_What you will do_
Please retype the Nuoni passage from "- House: Aisin" up to and including "commoner in 1665.", keeping every word and mark unchanged.
==== Provided passage
- Born: 4 February 1643
- Died: 9 February 1701 (aged 58)
- House: Aisin Gioro
- Father: Lolohun

= Nuoni =

Prince in Qing dynasty

Nuoni (諾尼, 4 February 1643 - 9 February 1701) was Qing dynasty imperial prince as the third son of Lolohun, a grandson of Yoto and Daišan's great grandson. Though being a relatively unremarkable clansman, Nuoni led to the posthumous demotion of Prince Anhe of the First Rank Yolo and his sons, which was one of the causes of abolition of the Prince An peerage.

== Life ==
Nuoni was born on 4 February 1643 to Princess Consort Yanxijie of the Second Rank, lady Tunggiya. He had two brothers, Luokeduo and prematurely deceased Bahata.

In 1656, Nuoni was granted a title of prince of the third rank. Nuoni was blamed by Yolo for unwilling to demonstrate the filial piety and demoted to the commoner in 1665.
========
==== Material provided
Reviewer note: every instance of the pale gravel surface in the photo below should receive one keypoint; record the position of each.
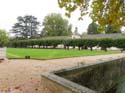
========
_Problem solution_
- House: Aisin Gioro
- Father: Lolohun

= Nuoni =

Prince in Qing dynasty

Nuoni (諾尼, 4 February 1643 - 9 February 1701) was Qing dynasty imperial prince as the third son of Lolohun, a grandson of Yoto and Daišan's great grandson. Though being a relatively unremarkable clansman, Nuoni led to the posthumous demotion of Prince Anhe of the First Rank Yolo and his sons, which was one of the causes of abolition of the Prince An peerage.

== Life ==
Nuoni was born on 4 February 1643 to Princess Consort Yanxijie of the Second Rank, lady Tunggiya. He had two brothers, Luokeduo and prematurely deceased Bahata.

In 1656, Nuoni was granted a title of prince of the third rank. Nuoni was blamed by Yolo for unwilling to demonstrate the filial piety and demoted to the commoner in 1665.